[Provided entries]

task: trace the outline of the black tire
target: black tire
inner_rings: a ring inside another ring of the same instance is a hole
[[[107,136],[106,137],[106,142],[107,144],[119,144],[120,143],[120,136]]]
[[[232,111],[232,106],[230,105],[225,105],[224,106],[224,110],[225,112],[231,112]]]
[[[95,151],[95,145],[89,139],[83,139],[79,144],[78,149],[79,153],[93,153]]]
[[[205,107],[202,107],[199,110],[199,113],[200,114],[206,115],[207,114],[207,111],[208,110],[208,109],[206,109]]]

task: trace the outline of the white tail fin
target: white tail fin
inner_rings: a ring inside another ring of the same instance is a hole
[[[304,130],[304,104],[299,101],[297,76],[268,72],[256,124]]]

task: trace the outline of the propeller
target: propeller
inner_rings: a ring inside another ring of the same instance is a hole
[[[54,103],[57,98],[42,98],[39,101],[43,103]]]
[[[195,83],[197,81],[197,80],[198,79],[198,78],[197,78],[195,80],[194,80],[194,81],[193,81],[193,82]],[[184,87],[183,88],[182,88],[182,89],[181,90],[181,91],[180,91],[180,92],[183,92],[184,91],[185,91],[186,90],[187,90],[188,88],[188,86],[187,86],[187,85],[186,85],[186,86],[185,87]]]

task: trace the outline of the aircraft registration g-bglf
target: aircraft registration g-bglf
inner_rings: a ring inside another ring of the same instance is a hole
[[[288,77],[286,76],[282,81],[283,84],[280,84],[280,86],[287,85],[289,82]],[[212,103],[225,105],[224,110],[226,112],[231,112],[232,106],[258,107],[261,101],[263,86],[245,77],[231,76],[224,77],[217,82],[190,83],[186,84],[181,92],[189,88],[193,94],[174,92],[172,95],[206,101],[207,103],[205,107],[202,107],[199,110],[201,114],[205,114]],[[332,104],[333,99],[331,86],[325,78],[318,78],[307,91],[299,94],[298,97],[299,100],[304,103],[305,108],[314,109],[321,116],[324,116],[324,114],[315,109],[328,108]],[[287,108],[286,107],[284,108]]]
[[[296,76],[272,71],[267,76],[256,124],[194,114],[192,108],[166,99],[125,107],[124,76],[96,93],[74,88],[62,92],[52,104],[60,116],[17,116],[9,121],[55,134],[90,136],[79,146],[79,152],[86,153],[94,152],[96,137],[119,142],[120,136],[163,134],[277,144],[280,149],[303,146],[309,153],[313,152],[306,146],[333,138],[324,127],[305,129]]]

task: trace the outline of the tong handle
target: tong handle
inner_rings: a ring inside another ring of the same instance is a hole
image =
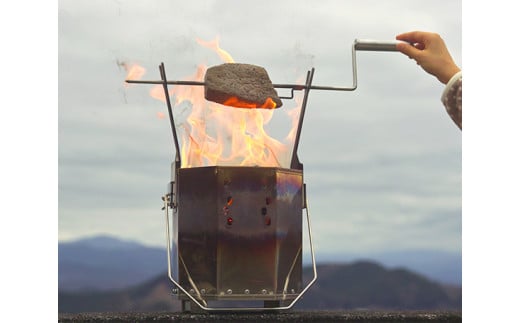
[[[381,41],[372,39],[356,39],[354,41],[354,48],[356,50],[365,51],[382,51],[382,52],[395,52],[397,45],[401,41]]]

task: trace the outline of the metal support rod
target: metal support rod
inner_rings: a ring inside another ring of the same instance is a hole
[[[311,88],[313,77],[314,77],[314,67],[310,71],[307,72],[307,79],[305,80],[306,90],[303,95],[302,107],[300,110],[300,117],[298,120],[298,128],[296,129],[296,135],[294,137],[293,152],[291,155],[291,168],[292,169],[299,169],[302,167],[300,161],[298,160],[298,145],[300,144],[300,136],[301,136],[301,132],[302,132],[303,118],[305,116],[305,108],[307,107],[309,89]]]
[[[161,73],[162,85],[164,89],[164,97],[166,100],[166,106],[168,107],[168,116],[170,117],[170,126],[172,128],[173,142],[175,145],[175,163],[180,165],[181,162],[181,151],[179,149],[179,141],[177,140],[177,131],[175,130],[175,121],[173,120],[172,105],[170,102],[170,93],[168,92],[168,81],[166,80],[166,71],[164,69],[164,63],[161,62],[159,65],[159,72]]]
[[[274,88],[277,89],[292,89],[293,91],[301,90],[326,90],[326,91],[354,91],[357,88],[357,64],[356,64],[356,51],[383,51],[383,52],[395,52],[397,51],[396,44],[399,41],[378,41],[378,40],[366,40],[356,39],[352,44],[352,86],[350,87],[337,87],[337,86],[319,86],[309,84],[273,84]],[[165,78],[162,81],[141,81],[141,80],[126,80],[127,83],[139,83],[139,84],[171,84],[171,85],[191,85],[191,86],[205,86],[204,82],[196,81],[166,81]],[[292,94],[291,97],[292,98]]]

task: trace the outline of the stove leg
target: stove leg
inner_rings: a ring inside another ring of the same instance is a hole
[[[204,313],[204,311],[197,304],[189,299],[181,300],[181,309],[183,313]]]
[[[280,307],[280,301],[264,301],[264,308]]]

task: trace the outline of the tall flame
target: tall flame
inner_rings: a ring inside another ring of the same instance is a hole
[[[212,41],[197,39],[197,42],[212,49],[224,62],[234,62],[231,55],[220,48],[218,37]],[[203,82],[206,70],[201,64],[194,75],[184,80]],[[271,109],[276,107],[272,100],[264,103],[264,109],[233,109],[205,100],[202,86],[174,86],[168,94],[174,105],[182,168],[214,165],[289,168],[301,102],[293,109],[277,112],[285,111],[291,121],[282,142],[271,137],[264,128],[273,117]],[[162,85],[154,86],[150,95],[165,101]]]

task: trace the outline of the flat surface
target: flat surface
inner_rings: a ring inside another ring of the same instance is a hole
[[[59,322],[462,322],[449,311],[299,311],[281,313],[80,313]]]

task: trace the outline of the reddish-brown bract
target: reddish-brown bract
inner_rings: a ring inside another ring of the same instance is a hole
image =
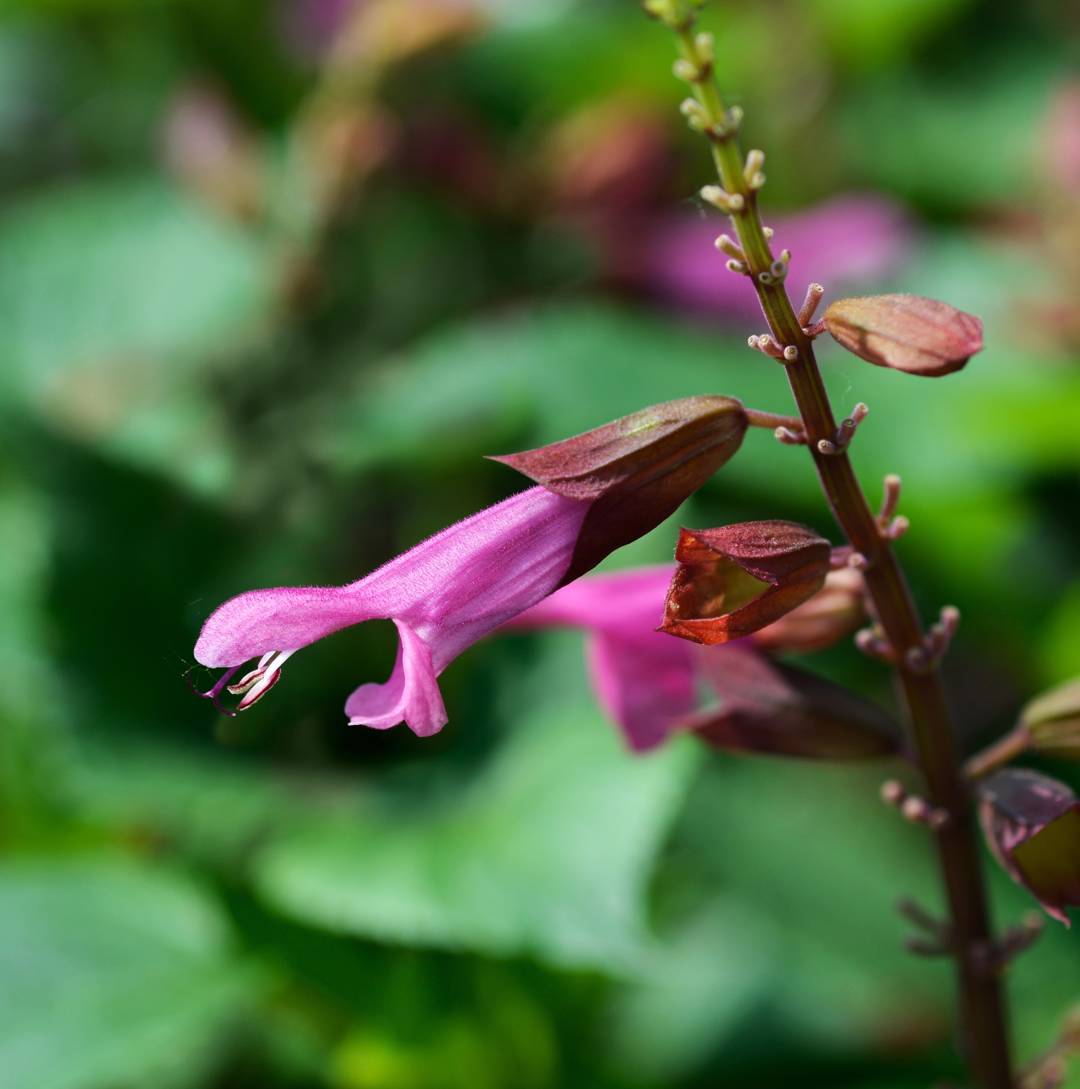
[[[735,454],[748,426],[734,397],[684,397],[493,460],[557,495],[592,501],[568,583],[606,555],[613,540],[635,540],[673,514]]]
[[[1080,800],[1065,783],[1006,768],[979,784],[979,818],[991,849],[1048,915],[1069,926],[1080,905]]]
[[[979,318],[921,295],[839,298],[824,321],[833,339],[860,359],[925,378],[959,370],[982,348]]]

...

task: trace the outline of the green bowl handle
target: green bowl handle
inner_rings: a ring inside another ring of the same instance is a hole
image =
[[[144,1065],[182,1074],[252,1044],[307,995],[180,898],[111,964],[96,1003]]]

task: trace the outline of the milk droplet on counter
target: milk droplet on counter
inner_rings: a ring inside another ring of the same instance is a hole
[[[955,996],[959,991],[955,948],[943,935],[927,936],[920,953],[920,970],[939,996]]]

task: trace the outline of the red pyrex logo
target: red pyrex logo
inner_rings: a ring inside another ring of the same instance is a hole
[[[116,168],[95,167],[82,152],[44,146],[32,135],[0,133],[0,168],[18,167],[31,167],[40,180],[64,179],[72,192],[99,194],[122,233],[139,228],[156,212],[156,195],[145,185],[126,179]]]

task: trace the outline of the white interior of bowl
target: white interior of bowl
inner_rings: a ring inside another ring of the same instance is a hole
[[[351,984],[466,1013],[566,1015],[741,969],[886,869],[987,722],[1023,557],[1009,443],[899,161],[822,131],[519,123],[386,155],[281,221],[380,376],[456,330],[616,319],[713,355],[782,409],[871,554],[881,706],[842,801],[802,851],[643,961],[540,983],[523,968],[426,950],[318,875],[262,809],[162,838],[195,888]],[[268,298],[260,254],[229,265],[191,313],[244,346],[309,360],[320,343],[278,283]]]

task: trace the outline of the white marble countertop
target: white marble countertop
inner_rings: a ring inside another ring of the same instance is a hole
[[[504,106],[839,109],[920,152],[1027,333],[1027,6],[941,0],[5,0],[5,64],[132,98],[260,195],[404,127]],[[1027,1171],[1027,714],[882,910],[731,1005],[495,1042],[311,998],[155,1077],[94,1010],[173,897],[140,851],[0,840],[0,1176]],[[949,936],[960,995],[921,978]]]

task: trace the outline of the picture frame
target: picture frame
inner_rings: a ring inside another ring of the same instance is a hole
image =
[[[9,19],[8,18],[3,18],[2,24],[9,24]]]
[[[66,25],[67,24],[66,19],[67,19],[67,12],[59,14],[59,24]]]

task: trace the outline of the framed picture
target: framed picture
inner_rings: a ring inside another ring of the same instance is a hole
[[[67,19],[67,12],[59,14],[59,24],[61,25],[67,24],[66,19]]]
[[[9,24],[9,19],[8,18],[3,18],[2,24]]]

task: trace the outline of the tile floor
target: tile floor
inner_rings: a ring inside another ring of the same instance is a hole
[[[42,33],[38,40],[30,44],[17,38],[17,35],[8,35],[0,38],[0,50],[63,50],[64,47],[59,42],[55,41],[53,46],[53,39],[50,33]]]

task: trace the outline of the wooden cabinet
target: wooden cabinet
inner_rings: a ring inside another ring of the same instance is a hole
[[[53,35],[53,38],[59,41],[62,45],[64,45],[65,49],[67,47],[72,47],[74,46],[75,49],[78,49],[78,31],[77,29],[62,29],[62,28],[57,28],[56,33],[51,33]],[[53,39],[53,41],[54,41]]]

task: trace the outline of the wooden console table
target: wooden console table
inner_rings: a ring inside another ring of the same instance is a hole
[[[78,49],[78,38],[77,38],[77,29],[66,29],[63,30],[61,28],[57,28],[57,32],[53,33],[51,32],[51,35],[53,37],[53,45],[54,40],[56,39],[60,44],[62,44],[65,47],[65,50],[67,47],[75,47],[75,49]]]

---

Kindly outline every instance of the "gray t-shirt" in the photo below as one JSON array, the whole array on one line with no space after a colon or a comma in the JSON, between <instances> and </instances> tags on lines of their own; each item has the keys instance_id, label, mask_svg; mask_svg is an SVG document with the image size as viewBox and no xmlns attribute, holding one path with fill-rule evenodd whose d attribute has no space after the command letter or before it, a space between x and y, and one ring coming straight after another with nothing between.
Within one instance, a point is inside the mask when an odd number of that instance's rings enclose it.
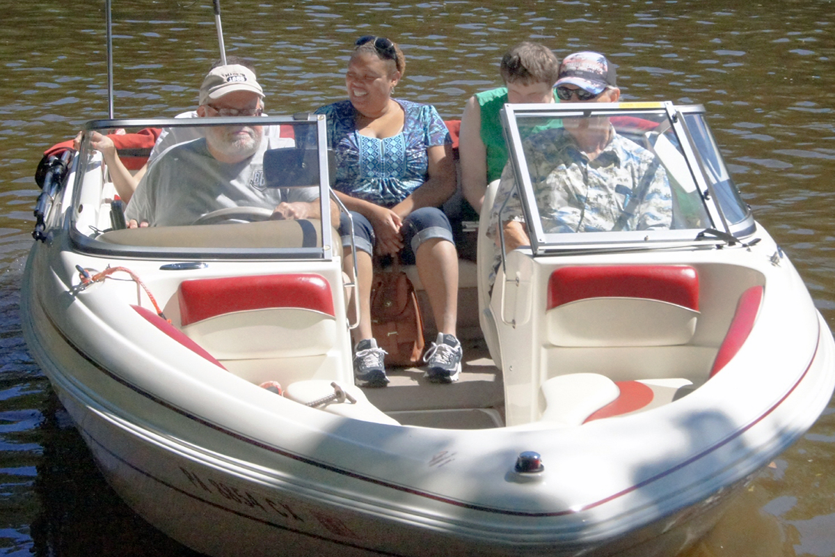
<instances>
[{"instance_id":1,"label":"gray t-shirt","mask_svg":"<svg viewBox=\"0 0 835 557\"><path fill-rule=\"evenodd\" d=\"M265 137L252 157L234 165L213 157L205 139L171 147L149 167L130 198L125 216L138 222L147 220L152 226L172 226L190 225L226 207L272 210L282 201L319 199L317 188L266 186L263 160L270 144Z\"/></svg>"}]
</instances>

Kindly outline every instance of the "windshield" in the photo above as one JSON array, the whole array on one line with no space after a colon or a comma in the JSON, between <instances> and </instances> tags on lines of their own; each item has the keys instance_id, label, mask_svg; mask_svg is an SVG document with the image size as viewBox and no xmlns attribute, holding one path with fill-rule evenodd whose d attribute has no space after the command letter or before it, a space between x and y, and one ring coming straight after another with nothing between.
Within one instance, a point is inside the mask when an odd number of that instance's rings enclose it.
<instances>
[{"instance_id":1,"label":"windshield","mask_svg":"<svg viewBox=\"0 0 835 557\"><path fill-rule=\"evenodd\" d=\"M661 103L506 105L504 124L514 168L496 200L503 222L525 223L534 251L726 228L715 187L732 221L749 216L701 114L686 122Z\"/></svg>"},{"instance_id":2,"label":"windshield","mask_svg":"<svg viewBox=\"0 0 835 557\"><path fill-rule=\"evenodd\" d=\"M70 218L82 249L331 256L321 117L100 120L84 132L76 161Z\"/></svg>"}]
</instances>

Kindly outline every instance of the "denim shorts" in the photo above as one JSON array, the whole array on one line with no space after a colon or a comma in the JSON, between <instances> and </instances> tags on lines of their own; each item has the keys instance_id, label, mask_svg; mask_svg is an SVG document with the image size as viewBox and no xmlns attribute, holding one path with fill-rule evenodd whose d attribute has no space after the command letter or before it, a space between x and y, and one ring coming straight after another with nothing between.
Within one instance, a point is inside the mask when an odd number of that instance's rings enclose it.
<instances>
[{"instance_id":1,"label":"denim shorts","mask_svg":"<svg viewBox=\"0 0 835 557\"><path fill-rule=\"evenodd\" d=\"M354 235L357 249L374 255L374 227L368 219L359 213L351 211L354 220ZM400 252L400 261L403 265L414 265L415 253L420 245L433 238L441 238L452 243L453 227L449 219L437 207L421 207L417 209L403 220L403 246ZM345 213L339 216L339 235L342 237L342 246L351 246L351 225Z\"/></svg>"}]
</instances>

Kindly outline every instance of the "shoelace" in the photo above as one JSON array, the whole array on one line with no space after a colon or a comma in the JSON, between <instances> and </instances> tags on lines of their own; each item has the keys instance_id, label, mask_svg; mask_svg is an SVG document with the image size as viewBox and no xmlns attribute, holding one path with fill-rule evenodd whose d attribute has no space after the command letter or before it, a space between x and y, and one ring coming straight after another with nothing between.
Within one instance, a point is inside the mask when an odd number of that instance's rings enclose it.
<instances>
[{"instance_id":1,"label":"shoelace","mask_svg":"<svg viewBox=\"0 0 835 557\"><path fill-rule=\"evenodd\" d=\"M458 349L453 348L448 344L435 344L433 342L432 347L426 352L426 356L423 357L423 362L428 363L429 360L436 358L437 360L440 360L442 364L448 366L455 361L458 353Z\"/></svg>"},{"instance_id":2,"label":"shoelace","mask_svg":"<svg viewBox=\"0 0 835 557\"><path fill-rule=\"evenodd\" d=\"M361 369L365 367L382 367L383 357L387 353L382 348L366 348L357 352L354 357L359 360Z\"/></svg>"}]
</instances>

[Problem to solve] Begin at the line that has "task: trace the outline of the black tire" and stop after the line that has "[[[304,130],[304,104],[299,101],[297,76],[268,72],[256,124]]]". Write those lines out again with "tail fin" swapped for "stabilizer" and nothing else altered.

[Exercise result]
task: trace the outline of the black tire
target: black tire
inner_rings: a ring inside another ring of the same instance is a hole
[[[107,136],[106,137],[106,142],[107,144],[119,144],[120,143],[120,136]]]
[[[232,111],[232,106],[230,105],[225,105],[224,106],[224,110],[225,112],[231,112]]]
[[[95,151],[95,145],[89,139],[83,139],[79,144],[78,149],[79,153],[93,153]]]
[[[205,107],[202,107],[199,110],[199,113],[200,114],[206,115],[207,114],[207,111],[208,110],[208,109],[206,109]]]

task: trace the outline of the white stabilizer
target: white stabilizer
inner_rings: a ring inside another ring of the same instance is a hole
[[[304,130],[304,104],[299,101],[297,76],[268,72],[256,124]]]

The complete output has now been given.